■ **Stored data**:
┌──
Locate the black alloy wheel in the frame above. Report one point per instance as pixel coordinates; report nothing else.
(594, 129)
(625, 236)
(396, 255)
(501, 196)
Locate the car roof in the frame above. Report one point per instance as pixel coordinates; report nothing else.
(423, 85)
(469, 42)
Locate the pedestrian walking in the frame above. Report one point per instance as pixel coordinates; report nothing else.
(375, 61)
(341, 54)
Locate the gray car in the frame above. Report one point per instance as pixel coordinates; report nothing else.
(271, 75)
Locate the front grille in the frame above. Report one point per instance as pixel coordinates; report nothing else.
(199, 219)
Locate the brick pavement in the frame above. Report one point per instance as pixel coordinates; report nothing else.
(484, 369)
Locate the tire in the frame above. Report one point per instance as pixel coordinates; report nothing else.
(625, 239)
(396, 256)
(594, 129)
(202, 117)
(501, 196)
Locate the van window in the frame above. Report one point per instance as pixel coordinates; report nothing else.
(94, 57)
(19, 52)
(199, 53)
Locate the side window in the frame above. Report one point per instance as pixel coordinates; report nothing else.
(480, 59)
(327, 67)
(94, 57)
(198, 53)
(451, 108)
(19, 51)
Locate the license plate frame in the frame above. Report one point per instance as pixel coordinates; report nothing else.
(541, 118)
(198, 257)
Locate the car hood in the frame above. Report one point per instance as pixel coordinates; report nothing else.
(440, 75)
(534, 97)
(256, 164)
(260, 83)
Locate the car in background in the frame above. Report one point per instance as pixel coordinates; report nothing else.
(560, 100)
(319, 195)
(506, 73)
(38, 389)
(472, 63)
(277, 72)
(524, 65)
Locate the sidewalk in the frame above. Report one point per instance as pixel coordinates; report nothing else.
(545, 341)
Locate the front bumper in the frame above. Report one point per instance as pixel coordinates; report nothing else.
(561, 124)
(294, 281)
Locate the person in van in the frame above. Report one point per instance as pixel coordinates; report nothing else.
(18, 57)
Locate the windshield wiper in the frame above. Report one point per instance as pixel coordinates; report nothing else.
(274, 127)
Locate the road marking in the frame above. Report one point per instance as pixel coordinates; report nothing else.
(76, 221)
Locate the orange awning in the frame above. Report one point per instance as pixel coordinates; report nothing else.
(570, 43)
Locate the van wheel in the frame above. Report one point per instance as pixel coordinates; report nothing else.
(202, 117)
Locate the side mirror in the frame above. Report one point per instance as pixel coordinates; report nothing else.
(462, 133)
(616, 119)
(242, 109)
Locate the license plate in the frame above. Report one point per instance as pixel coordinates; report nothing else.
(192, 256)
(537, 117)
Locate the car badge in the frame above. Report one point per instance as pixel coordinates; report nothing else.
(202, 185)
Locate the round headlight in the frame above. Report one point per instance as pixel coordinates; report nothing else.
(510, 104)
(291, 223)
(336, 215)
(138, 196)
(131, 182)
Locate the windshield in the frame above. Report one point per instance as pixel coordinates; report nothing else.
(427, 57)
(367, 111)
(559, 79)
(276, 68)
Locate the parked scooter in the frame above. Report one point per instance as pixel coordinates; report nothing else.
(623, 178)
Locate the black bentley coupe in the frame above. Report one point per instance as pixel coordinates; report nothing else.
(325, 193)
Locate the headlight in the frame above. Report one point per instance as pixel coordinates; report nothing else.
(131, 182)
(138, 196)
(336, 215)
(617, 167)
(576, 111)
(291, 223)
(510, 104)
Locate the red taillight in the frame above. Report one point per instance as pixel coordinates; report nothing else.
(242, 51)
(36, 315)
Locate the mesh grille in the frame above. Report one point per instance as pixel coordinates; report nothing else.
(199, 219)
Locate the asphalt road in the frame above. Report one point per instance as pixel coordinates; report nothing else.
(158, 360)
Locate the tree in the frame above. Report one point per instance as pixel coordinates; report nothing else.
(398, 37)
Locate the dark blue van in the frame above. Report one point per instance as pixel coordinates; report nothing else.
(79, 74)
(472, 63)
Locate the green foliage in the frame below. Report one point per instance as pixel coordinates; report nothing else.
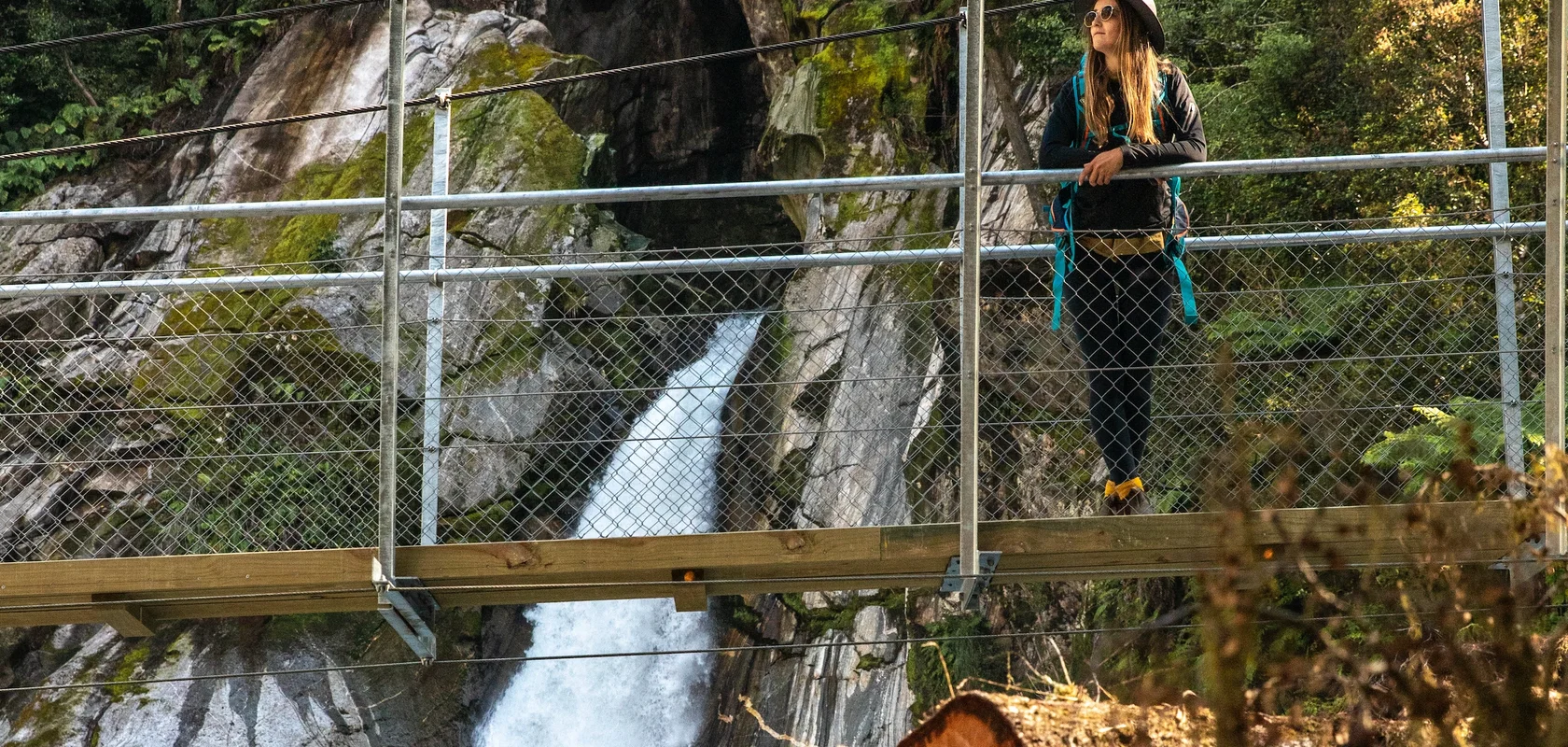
(1049, 41)
(1309, 317)
(963, 656)
(1468, 427)
(107, 90)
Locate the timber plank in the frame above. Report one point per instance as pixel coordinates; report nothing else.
(640, 557)
(308, 569)
(145, 590)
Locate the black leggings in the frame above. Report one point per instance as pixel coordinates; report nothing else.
(1120, 308)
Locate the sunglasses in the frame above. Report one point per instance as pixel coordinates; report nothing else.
(1104, 14)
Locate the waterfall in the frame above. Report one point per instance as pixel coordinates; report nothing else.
(661, 481)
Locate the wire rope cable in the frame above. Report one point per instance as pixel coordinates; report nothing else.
(692, 652)
(223, 129)
(182, 25)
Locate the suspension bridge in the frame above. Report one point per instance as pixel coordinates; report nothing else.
(375, 520)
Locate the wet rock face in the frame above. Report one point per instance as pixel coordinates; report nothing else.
(527, 361)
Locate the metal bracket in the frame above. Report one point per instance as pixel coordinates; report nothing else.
(408, 609)
(954, 583)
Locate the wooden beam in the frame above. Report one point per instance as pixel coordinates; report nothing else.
(147, 590)
(129, 620)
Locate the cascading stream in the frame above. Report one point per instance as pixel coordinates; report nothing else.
(661, 481)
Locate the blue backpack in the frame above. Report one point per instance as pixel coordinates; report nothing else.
(1062, 211)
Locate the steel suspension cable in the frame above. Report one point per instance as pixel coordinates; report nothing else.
(579, 78)
(182, 25)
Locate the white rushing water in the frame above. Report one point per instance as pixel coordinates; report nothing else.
(661, 481)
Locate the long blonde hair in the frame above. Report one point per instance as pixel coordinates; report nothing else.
(1141, 69)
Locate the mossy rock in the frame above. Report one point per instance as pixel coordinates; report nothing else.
(191, 371)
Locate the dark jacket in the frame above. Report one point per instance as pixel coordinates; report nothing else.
(1136, 206)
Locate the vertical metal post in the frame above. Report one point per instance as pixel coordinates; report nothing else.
(435, 320)
(1503, 247)
(1558, 542)
(970, 134)
(391, 256)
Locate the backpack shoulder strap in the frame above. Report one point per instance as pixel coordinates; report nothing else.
(1067, 242)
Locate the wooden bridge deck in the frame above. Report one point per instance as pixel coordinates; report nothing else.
(137, 594)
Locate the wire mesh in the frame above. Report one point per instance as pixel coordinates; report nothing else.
(695, 402)
(181, 424)
(1323, 366)
(728, 401)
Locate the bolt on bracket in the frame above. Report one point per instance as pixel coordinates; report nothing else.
(408, 609)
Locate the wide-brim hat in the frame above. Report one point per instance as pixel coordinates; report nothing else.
(1145, 11)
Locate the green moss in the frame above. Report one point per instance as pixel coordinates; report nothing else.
(963, 656)
(195, 371)
(129, 668)
(519, 135)
(823, 620)
(359, 628)
(480, 525)
(502, 64)
(867, 661)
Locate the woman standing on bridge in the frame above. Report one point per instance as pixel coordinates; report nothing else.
(1118, 242)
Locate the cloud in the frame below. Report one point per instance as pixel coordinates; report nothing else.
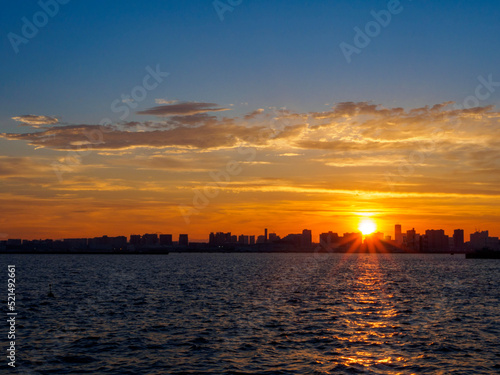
└──
■ **TASK**: Extract every line from the listing above that contains the word "mesh".

■ **FULL OUTPUT**:
Locate the mesh grille in the frame above. Report one point per instance as pixel coordinates; report nothing else.
Locate the wire mesh in the frame above. Report one point per instance as pixel coordinates; report nothing else.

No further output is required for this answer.